- Exercice a
Dans le texte sur le format IODEF, de quelle version de ce format le RFC traite-t-il ?

- Texte du document
┌────────

Pour rendre plus facilement analysables les innombrables rapports
d'incidents de sécurité qui circulent sur Internet tous les jours, ce
RFC spécifie un
format standard XML, nommé IODEF, pour
décrire ces incidents. Ici, il s'agit de la version
2 de ce format IODEF, la version 1 était dans le .
Tous les jours, des organisations comme les
CERT et
CSIRT, mais aussi les OIV, envoient et reçoivent des rapports
détaillés concernant une attaque sur un réseau informatique ou un
serveur. Ces rapports sont longs et détaillés mais, la plupart du
temps, ce n'est pas une attaque isolée qui est intéressante, c'est
l'image qui apparait lorsqu'on synthétise tous les rapports, et qu'on
voit alors les tendances, par exemple l'arrivée d'un nouveau
ver ou bien une attaque concertée contre un
pays donné. D'où l'importance de pouvoir analyser automatiquement ces
rapports, ce qui impose un modèle de données et un format standard, ce
que fournit ce RFC.
Le modèle de données est proche des modèles
objet, par
exemple dans la descriptions des classes d'objets
manipulés (comme la classe Incident en section 3.2, avec la
cardinalité des attributs). Ces classes sont
composés avec des données élémentaires (booléens, entiers, dates)

└────────

- Entrées disponibles

┌────────

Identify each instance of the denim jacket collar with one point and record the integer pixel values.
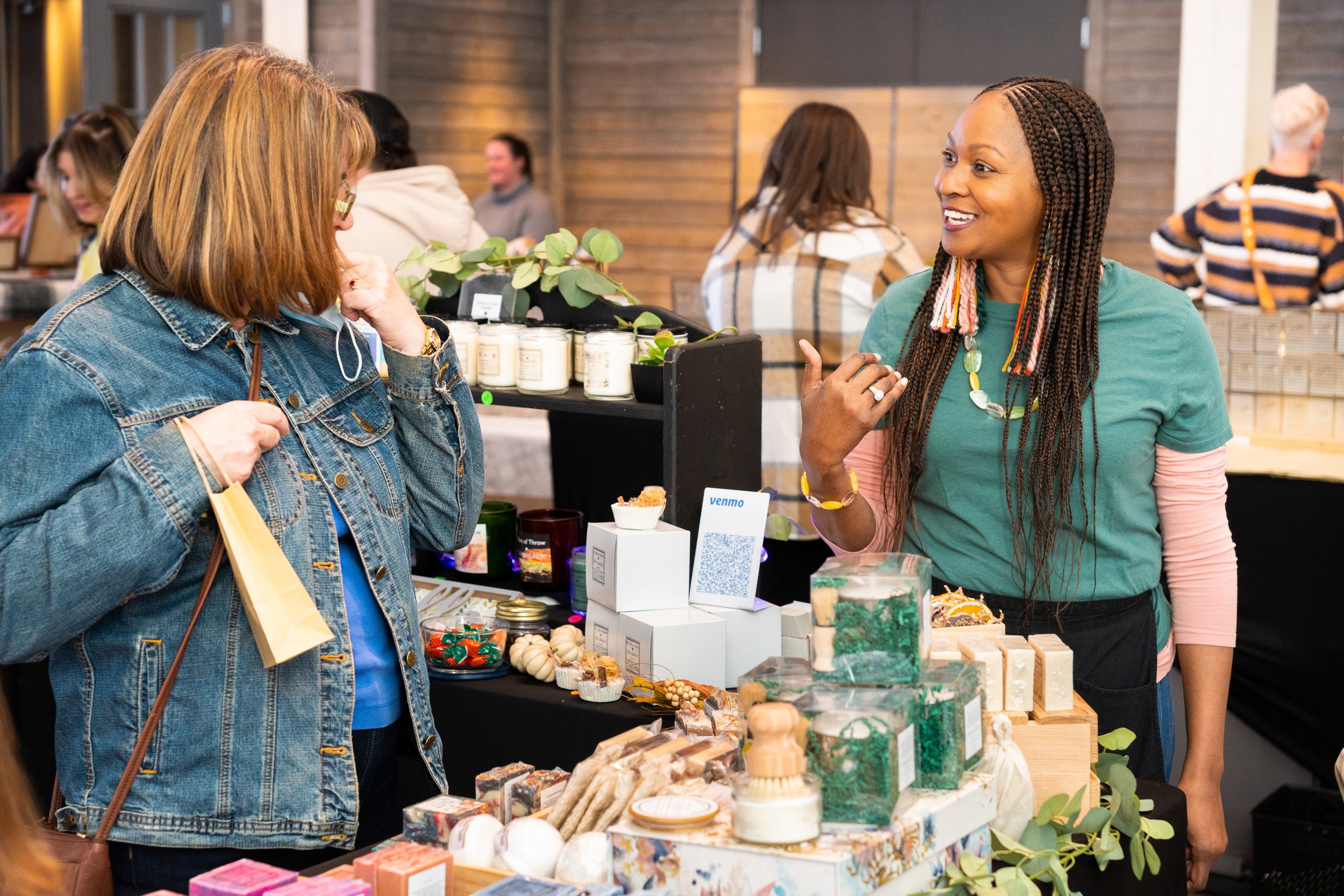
(192, 324)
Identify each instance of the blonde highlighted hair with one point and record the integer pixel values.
(227, 197)
(98, 141)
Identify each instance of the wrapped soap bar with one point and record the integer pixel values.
(423, 871)
(433, 821)
(991, 660)
(1019, 672)
(1054, 672)
(492, 786)
(539, 790)
(242, 878)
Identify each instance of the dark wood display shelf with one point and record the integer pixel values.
(574, 401)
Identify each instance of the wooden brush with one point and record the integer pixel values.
(775, 762)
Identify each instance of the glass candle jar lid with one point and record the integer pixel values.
(520, 610)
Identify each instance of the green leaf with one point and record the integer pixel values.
(595, 283)
(1159, 829)
(526, 275)
(555, 250)
(1093, 821)
(605, 246)
(1117, 739)
(777, 527)
(573, 293)
(1052, 808)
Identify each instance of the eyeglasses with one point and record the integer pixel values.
(345, 206)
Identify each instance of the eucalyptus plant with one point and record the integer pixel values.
(1062, 833)
(554, 262)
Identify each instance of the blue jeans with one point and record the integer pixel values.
(1167, 725)
(143, 870)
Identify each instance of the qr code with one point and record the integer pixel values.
(725, 564)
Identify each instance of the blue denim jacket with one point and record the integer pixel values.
(104, 536)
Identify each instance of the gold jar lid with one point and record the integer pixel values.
(520, 610)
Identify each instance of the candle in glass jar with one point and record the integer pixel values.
(496, 355)
(464, 343)
(541, 361)
(606, 366)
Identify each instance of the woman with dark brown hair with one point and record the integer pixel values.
(1058, 436)
(807, 257)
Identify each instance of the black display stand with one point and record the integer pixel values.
(705, 434)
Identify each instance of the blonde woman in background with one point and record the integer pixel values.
(807, 257)
(80, 171)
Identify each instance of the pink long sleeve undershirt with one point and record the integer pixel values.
(1198, 548)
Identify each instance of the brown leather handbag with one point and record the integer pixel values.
(84, 860)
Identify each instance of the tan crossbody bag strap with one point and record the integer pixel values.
(156, 712)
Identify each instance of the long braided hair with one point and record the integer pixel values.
(1055, 348)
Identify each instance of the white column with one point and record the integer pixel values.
(284, 25)
(1227, 55)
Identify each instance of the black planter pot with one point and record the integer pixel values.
(648, 383)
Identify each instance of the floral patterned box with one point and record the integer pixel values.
(897, 860)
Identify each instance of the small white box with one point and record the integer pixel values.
(635, 570)
(750, 639)
(796, 620)
(686, 644)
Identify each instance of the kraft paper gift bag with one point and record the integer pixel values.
(284, 618)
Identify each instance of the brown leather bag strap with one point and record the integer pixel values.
(156, 712)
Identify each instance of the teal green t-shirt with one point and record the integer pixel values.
(1159, 383)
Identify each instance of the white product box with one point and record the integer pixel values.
(752, 636)
(686, 644)
(631, 570)
(796, 620)
(796, 648)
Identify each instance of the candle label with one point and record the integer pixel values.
(528, 364)
(488, 359)
(535, 563)
(487, 305)
(475, 556)
(975, 739)
(906, 758)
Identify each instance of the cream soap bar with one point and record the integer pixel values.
(1054, 672)
(985, 653)
(1019, 672)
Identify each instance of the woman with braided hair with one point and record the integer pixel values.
(1058, 436)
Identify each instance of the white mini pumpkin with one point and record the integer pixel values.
(568, 644)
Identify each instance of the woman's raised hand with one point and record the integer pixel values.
(233, 436)
(369, 291)
(839, 410)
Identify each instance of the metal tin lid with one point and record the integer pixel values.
(520, 610)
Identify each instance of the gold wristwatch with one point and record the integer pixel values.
(432, 343)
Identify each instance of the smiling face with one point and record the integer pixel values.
(991, 199)
(84, 206)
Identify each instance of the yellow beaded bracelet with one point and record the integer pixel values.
(834, 505)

└────────

- Exercice b
Dans les entrées, remplacez « bracelet » par « necklace » en partant de la ligne qui contient « Identify each instance of the smiling » et en allant jusqu'à la fin des entrées, s'il vous plaît. Recopiez uniquement ces lignes, sans rien changer d'autre.

- Réponse attendue a
De la version 2 du format IODEF.

- Réponse attendue b
Identify each instance of the smiling face with one point and record the integer pixel values.
(991, 199)
(84, 206)
Identify each instance of the yellow beaded necklace with one point and record the integer pixel values.
(834, 505)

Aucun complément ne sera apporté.